__Instructions to follow__
Write out all of the items below line for line, changing nothing.

[Point annotation records]
start
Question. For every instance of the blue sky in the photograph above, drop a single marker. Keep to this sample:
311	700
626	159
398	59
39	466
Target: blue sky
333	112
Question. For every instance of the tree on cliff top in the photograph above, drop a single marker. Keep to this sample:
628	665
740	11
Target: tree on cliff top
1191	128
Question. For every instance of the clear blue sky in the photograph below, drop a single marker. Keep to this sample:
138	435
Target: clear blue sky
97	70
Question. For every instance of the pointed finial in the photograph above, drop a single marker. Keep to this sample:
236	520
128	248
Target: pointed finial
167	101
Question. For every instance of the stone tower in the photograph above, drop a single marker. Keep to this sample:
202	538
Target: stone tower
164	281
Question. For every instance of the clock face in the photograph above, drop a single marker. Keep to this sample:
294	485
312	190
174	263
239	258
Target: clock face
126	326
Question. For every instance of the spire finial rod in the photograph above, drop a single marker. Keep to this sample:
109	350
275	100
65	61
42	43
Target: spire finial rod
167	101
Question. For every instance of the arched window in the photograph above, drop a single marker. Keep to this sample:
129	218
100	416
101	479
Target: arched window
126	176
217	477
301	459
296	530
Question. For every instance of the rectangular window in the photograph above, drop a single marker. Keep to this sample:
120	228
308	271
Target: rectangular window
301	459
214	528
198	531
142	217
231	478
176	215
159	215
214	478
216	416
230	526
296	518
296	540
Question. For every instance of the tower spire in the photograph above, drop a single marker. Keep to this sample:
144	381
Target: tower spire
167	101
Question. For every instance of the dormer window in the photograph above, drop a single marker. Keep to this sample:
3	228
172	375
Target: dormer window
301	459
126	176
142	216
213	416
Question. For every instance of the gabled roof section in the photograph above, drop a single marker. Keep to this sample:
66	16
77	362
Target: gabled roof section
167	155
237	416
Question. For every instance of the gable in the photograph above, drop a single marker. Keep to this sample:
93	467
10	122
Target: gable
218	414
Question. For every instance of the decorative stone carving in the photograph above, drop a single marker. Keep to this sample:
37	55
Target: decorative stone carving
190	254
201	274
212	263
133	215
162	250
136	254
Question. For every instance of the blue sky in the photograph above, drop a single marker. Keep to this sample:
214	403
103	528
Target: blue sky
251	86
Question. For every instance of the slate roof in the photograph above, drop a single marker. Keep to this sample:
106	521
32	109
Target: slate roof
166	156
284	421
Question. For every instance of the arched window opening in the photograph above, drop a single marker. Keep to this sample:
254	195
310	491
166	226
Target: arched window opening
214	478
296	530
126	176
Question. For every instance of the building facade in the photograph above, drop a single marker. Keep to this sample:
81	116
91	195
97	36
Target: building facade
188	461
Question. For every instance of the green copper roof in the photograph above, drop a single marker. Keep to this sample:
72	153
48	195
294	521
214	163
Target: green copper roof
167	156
end
__Final result__
Question. For every instance of the blue sky in the photograph above, drop a single marker. Keep to this sample:
311	700
626	159
398	59
39	466
Target: blue sky
333	112
Question. For every instance of the tree on cliff top in the photograph above, drop a single marker. Keep to this sample:
628	665
740	11
Target: tree on cliff top
1191	128
Question. For every instance of the clear blue sky in the photograph below, drop a single marker. Keep to this sample:
138	435
Target: clear blue sky
97	70
Question. For every instance of the pointed finial in the photograph above, drop a single marker. Keep to this sample:
236	520
128	248
Target: pointed finial
167	101
Question. For every instance of the stone tower in the photograph above, drop a single marker. Keep to this sample:
202	538
Target: stone tower
164	281
Question. For every instance of the clock face in the photograph above, drop a single marker. Keep to this sample:
294	485
312	190
174	263
239	258
Target: clock face
126	326
Question. For every instance of the spire finial rod in the photograph above, drop a single marker. Keep to this sample:
109	350
275	100
65	61
42	43
Target: spire finial rod
167	101
Question. For every instance of the arched window in the photograph above, drop a single marker. Keep to this sample:
129	218
100	416
101	479
Target: arched window
126	176
217	477
301	459
296	530
Question. For every instance of the rectangular window in the photograph above, drop a single marker. Keep to this sample:
120	228
308	271
Target: rectangular window
301	459
214	528
198	531
142	217
231	478
176	215
159	215
214	478
216	416
230	526
296	518
296	540
Question. For every instance of the tower spire in the photograph above, drop a single marker. Keep to this sample:
144	381
Target: tower spire
167	101
Question. For every instance of the dormer window in the photograph above, drop a single marker. Keep to this sample:
3	228
172	375
Target: dormer window
301	459
126	176
142	216
213	416
Question. For every instance of the gabled roof section in the photograph above, drop a single marker. Keep to this sample:
66	16
77	362
Target: gabled roof section
167	155
237	416
Question. For every instance of the gable in the photograph above, drop a single marker. Keep to this sample:
93	467
10	122
Target: gable
218	414
Question. For every instance of the decorative stone carving in the photograph above, drop a single marker. Keep to this sample:
37	55
Target: decorative stone carving
190	254
201	274
212	263
133	215
162	250
136	254
Question. For every instance of the blue sky in the photograph above, drop a single marker. Keep to this sample:
214	403
103	528
Target: blue sky
251	86
Question. For every instance of the slate roof in the photograph above, drop a single marker. Keep to this sample:
106	521
32	109
Target: slate roof
166	156
284	421
Question. For every instance of the arched window opening in the photograph above, drop a single marker. Keep to this sample:
254	195
310	491
166	226
Target: arched window opening
214	478
296	530
126	176
Question. For every instance of the building facade in the photograph above, drop a single marker. Keep to this sample:
81	116
91	195
97	36
Target: building facade
188	461
Question. For every instance of the green copper roof in the photograph above, drop a single marker. Keep to this sample:
72	153
48	195
294	521
214	163
Target: green copper roof
167	156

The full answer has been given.